DIRECTIONS FOR THIS TASK: Your response should consist solely of the lines from the one containing "pile and record integer pixel coordinates." through the end of the data, copied exactly.

RECORDED INFORMATION:
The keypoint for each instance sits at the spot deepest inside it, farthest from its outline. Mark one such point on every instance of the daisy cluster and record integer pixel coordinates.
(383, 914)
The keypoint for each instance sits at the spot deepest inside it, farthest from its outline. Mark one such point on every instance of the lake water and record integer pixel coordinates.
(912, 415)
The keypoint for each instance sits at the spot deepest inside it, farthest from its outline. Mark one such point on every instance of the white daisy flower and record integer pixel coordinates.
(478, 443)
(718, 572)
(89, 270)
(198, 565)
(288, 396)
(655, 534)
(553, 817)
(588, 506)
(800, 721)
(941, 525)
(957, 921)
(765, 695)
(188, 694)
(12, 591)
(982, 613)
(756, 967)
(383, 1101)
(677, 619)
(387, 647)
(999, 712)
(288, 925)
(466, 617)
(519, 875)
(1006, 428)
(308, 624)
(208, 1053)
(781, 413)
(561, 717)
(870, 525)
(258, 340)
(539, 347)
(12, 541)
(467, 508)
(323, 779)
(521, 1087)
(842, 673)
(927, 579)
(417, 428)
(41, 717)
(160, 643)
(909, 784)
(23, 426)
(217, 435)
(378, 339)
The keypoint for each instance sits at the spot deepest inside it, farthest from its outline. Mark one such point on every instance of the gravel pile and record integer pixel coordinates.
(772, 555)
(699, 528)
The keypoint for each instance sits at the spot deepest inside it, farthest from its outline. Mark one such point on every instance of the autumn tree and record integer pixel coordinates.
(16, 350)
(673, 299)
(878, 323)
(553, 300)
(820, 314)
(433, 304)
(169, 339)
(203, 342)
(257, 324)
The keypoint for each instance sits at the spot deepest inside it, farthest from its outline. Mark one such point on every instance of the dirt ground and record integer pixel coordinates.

RESPONSE:
The keypoint for each instance sits at the spot deepest inside it, farthest from its outline. Mark one such point on every instance of the gravel pile and record integer pixel coordinates.
(772, 555)
(699, 528)
The keypoint for each instance sits at the spot deepest inside it, farthest from its outline. Mark one such point on every instance of the autumn tree and record integer pixel coordinates.
(16, 350)
(673, 299)
(878, 323)
(553, 300)
(820, 314)
(433, 304)
(169, 339)
(203, 342)
(257, 324)
The keypoint for each instance sits at the spot deepest inside it, farthest from its outline. Mark one such point on every instance of the dirt ground and record integer pixel coordinates.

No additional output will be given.